___ Text section

Sunday, October 5, 2014

Post #4

In our class, we began learning about culture, and different norms found within different cultures.  When our teacher asked us to think about any different cultures we are a part or have experienced, I initially drew a blank.  I have never spent an excessive amount of time outside the Midwest my whole life.  But then, I thought about the way life was when I lived in Michigan for the first 12 years of my life, and how differently it actually is from suburban Chicago, even though the two are geographically near each other.  In Michigan, we proud Michiganders (which actually is the correct term for people from the great peninsula) have a certain arsenal of lingual terms and gestures that those who do not dwell there wouldn't understand.  First, when a Michigander meets a fellow native of Michigan, we ask where they're from in the state.  And every time, the person will hold up their right hand, palm out, and point to approximately where they are from on the mitten.  Another thing is that in Michigan, we have a chain of restaurants called Leo's Coney Island.  This restaurant is essentially a traditional diner, but one that serves Greek food.  And they are located in almost every single strip mall in the Detroit metropolitan area.  So, when you are in Michigan, you can tell someone you are going to Leo's, and they will completely understand what you are talking about, while someone who is not from Michigan will ask in confusion "Who is Leo?"  A third predominant term used by all Michiganders is saying "Up North."  In Michigan, everyone vacations "Up North," and when you tell people you are going "Up North," they know with absolute certainty that you are talking about going to northern Michigan to enjoy the beaches of Lake Michigan.  The list of terms and gestures that are used in the subculture of the great state of Michigan goes on and on. 

Thinking about this other culture that I had grown up in helps me to see some of the different ideas we have learned about in class in action.  The idea of non-material culture, which is essentially anything that is unique to a culture that you can't see, like language, gestures, specific rules and practices, is evident when I think about the culture of my home state.  On the other hand, the material culture-which is a term that describes exactly as you would expect, the items unique to a culture- of Michigan is basically identical to the material culture of the rest of America.  This unique non-material culture found within Michigan is a great example of a sub-culture within American culture.  While overall, the way of life in Michigan is very similar to the way life is practiced in the rest of America, Michigan has a few differences that give it its own subculture, because they are things that non-Michiganders would not understand.  

Within the realm of culture, there are two categories that different practices are grouped into: non-material and material culture, which are as I just described above.  The material culture in different cultures is the one that is most easy to see.  In the film we watched in class God Grew Tired of Us, the "lost boys," who were refugees of the Sudanese civil war, were brought to America to have a chance at life until their homeland was no longer too dangerous to live in.  When the boys arrived in America, what they were initially shocked about was the stark contrast between the material culture of America and where they grew up.  The things that shocked them the most were the things that we Americans are so accustomed to, we never give them any thought.  Things like electricity, running water, indoor plumbing, refrigerators, single person beds, garbage cans, etc.  The boys experiences extreme culture shock, which is when you find yourself in the middle of another culture and are taken aback by how different it is from your own.  Seeing people so shocked at these extremely common pieces of our culture in America gives you perspective as to how completely different people's lives can be in different parts of the world.  Not that they are in some way deprived, it's just that we are so reliant on our modern conveniences, that the idea that other people could live so well without them is a shock to our systems.

______
___ Records shown

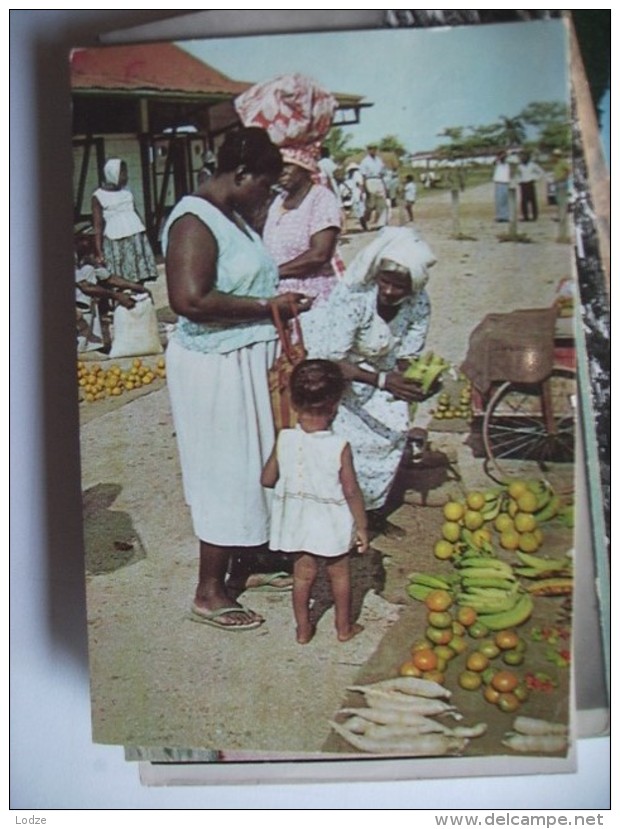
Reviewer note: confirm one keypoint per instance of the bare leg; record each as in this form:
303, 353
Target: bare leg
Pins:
339, 574
211, 591
304, 575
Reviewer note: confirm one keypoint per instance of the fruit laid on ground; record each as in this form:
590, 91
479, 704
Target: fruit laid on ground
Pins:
505, 681
439, 619
438, 600
508, 702
439, 636
470, 680
425, 660
514, 617
451, 531
477, 662
466, 615
443, 549
506, 639
453, 511
513, 657
408, 668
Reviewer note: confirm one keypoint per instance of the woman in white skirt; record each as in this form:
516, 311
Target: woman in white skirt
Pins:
374, 321
221, 282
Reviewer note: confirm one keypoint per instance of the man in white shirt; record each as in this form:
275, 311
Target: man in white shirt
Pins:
528, 174
373, 169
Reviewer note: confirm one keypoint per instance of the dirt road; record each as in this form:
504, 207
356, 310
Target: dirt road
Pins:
160, 680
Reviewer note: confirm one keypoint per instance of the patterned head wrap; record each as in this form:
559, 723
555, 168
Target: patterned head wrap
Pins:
393, 248
295, 111
112, 171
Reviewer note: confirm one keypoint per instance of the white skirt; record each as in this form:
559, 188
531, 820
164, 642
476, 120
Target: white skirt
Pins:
224, 427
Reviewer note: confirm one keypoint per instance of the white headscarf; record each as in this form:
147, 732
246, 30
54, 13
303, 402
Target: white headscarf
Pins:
402, 245
112, 171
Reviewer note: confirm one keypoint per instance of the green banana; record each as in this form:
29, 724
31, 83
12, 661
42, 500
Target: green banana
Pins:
550, 510
430, 580
484, 605
483, 561
419, 591
497, 581
512, 618
544, 565
472, 573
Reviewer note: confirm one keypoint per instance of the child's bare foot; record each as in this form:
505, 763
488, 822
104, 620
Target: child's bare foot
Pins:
353, 631
305, 634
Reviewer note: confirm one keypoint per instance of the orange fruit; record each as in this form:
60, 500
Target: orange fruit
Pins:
505, 681
517, 488
473, 519
439, 636
444, 653
513, 657
438, 600
489, 649
477, 662
509, 540
475, 500
528, 543
466, 616
524, 522
443, 550
434, 675
439, 619
458, 629
508, 702
470, 680
506, 639
478, 630
453, 511
451, 531
409, 669
503, 522
458, 644
527, 502
425, 660
491, 695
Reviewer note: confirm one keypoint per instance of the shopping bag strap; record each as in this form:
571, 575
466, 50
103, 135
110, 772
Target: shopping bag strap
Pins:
284, 331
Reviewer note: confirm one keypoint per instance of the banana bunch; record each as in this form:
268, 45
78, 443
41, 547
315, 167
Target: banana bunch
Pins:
421, 584
550, 576
492, 589
426, 370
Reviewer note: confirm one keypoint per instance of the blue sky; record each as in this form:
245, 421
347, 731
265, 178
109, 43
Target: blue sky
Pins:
419, 81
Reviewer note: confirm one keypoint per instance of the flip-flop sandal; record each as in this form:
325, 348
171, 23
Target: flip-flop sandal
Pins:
212, 618
267, 582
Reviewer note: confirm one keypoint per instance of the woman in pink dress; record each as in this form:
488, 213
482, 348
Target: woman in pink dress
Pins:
302, 228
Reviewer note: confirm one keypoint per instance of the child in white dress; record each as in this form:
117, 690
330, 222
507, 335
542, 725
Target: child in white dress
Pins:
318, 509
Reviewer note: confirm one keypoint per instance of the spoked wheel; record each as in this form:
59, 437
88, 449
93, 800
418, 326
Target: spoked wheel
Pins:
529, 430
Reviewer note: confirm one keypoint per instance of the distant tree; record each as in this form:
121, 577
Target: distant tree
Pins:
338, 143
512, 131
391, 144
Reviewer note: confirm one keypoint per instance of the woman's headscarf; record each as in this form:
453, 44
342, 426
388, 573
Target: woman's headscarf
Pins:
401, 245
112, 171
296, 112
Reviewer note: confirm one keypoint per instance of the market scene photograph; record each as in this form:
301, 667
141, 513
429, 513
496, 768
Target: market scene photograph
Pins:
325, 310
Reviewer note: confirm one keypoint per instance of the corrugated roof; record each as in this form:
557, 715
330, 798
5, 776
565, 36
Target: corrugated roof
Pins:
149, 67
158, 68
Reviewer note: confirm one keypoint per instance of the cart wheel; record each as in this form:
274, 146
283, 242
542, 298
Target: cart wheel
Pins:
530, 429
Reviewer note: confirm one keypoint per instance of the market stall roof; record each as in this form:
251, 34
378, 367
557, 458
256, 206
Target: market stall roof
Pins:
161, 70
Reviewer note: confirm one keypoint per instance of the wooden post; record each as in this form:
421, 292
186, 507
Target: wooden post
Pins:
456, 226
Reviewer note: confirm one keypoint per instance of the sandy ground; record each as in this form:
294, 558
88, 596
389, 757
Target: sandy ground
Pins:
160, 680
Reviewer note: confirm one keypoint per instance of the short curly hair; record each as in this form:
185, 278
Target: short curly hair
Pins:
316, 386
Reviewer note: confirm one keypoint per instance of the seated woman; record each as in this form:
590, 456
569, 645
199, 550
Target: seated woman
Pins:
302, 227
375, 320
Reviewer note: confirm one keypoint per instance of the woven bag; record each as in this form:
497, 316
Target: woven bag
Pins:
292, 351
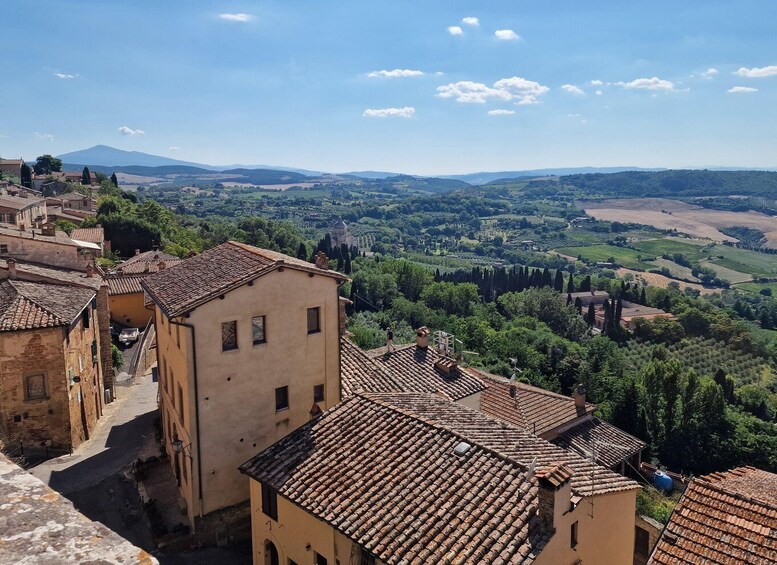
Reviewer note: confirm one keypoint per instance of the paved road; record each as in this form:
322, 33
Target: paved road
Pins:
122, 432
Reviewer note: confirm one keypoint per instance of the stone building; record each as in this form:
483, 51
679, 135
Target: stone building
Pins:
51, 378
247, 347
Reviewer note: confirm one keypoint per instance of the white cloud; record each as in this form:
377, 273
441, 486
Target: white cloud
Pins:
757, 72
517, 89
396, 73
406, 112
506, 35
243, 18
654, 83
572, 89
124, 130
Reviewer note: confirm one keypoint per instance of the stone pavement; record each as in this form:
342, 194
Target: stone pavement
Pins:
124, 431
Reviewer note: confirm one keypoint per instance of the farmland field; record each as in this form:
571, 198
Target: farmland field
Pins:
622, 255
664, 213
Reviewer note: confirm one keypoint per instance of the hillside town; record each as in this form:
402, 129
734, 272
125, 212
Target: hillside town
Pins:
266, 424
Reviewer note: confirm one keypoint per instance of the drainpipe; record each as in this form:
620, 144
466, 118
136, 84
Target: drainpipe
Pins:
196, 412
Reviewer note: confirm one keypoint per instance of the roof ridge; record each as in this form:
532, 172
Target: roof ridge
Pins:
436, 424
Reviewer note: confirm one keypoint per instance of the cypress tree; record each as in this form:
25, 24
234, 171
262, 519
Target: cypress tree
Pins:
558, 284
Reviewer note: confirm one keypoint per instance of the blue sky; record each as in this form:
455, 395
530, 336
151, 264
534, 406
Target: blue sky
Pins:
467, 86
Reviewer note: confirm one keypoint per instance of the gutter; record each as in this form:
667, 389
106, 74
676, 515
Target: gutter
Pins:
196, 411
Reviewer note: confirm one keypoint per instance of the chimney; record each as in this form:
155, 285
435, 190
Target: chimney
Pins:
422, 337
322, 261
554, 496
580, 396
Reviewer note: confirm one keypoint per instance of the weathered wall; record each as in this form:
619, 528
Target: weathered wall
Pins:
26, 353
46, 252
605, 532
129, 310
237, 388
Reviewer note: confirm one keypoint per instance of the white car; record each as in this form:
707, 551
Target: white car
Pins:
129, 335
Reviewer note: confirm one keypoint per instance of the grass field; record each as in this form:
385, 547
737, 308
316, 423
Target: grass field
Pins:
693, 250
622, 255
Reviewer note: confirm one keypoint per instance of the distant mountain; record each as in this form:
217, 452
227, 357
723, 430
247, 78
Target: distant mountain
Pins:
485, 177
112, 157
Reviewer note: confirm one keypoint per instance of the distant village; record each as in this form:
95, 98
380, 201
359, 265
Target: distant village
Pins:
273, 426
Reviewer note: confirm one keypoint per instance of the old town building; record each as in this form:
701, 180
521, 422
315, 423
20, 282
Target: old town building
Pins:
247, 345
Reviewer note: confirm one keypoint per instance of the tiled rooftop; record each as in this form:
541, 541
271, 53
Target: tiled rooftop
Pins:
94, 235
413, 370
723, 518
610, 444
513, 442
216, 271
118, 285
533, 409
390, 480
30, 305
40, 526
43, 273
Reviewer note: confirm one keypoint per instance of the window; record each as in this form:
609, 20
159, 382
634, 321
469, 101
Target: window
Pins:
229, 336
314, 315
35, 387
318, 393
257, 325
573, 535
180, 403
281, 398
269, 501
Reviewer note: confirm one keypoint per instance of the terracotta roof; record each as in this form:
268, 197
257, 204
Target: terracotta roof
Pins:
93, 235
152, 256
29, 305
19, 203
724, 518
124, 285
414, 370
513, 442
610, 444
203, 277
43, 273
534, 409
391, 481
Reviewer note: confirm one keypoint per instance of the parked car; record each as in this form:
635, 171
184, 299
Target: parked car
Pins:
129, 335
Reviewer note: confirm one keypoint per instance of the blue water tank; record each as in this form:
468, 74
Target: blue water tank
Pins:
663, 482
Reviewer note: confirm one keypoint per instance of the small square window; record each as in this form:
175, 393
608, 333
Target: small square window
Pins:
573, 535
257, 326
270, 502
35, 387
318, 393
314, 320
229, 336
281, 398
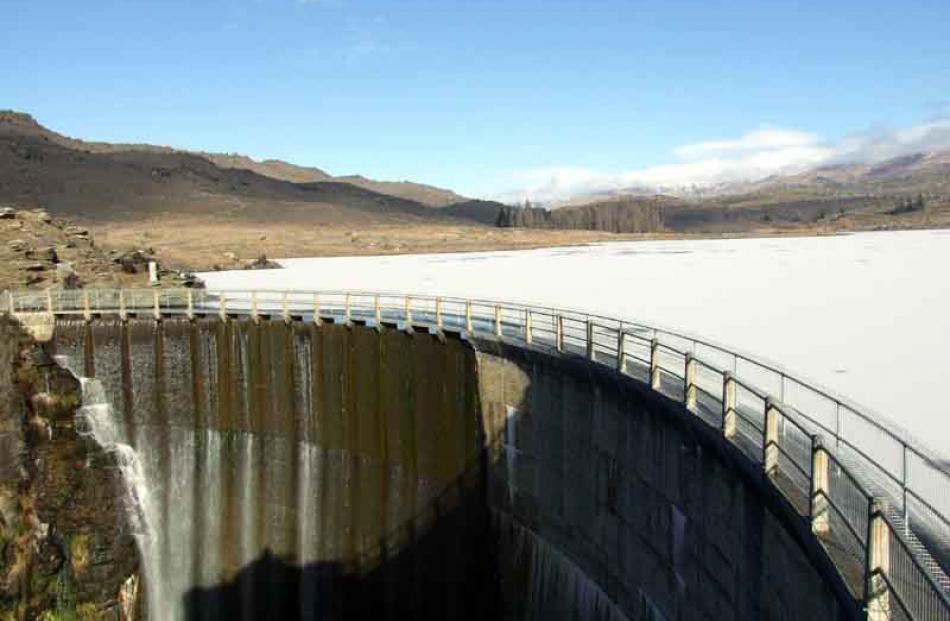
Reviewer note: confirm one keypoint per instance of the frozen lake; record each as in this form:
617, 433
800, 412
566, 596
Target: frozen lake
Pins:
867, 315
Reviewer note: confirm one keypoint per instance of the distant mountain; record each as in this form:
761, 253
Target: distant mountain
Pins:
927, 173
102, 181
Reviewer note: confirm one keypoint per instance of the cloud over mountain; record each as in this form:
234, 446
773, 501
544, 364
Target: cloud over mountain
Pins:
751, 157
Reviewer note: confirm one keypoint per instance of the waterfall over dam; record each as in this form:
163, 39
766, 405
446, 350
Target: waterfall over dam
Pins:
303, 471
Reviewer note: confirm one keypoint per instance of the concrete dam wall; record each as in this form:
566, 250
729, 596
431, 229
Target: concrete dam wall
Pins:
301, 471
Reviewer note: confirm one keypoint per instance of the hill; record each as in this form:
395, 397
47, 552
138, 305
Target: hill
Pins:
94, 180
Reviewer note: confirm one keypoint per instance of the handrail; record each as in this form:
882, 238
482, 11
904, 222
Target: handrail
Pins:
604, 340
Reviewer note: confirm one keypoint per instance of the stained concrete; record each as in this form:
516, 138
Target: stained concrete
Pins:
353, 472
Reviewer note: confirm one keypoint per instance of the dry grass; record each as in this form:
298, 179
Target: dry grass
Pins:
200, 243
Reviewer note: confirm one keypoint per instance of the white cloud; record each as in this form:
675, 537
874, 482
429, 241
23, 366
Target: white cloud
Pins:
763, 139
753, 156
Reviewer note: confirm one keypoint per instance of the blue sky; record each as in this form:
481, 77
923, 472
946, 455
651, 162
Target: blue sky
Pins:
487, 97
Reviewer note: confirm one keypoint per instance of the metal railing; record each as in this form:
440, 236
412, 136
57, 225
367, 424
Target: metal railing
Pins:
877, 500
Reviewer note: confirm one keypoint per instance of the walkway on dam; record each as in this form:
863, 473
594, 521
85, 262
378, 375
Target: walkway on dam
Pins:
877, 500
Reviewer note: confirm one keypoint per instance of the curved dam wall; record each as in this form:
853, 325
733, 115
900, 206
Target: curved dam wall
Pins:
347, 472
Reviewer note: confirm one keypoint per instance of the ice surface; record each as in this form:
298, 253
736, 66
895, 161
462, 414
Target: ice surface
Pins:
867, 315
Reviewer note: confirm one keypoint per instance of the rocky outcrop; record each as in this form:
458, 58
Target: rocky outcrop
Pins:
39, 251
66, 547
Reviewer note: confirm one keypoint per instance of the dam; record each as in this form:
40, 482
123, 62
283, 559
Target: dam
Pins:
344, 455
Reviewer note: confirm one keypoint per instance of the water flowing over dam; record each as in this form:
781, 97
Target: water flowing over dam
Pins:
296, 470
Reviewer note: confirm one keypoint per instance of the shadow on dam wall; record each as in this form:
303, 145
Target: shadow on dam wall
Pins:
297, 471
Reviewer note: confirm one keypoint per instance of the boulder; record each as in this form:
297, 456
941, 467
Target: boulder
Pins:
133, 261
46, 253
261, 263
66, 276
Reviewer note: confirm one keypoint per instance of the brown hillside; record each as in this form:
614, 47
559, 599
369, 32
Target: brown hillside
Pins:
99, 182
24, 129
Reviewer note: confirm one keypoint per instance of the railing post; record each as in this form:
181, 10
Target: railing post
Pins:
689, 382
876, 593
770, 450
655, 364
728, 405
904, 506
591, 352
621, 350
87, 311
818, 510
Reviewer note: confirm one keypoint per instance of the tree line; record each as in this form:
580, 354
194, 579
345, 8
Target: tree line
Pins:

______

## Short exercise
Can you write what comes next in the blog post about Michigan subculture and culture shock, picking up from where it stops?

## The response
The other type of culture, non-material culture, includes anything that isn't a material possession.  Things like language, gestures, and the norms of a culture.  Cultural norms are divided into three categories: folkways, mores, and taboos.  Folkways are things that are not very important, forgotten rules of a cultures.  Things like not eating with your elbows on the table, or not holding the door open.  They are the kinds of things that if you did them, people might notice, but they would not judge you for them (even though I, personally, find it incredibly rude to not hold doors open, and think it is a very simple act of kindness, but that's irrelevant).  The second type of norms are mores.  Mores are things that are a bit more severe than folkways, and if you did or didn't do these things, people would judge you.  In Western culture, an example of a mores would be that if you are eating, especially in public, you don't eat certain foods with your hands.  If you went to a restaurant, and started chowing down on fistfuls of spaghetti, people would start to question that immediately.  While they might not confront you about it, they will think there is something wrong with you.  Finally, taboos are norms that are so forbidden and just wrong that most people wouldn't even think about doing them.  Things like picking your nose in public, or farting on a date, or talking about what people do in the restroom, or basically anything that you can think of doing that would be mortifyingly embarrassing.  

In class, we read an article about a Danish woman who was visiting America with her husband and baby.  When she and her husband went to dine at a restaurant, she left her baby in its carriage outside on the sidewalk.  When passer by's saw, they were shocked, disgusted, and decided to call the police.  The police took the child away from its mother, and she had to go through great lengths to get it back.  In America, leaving your child unattended in a busy city is a taboo, and everyone here wouldn't even think about doing it.  But, in Denmark, as well as many other northern European countries, leaving your baby outside while the parents dine in a café is completely common practice, and no one there would question it.  These differences in non-material culture caused culture shock for both the mother and the Americans who saw the child.  


1 comment:

  1. Those Michigan examples are terrific, although I would emphasize that Michigan is a subculture of the United States. And don't forget about the "Michigan Left" - that was something that really threw me off hen I was there.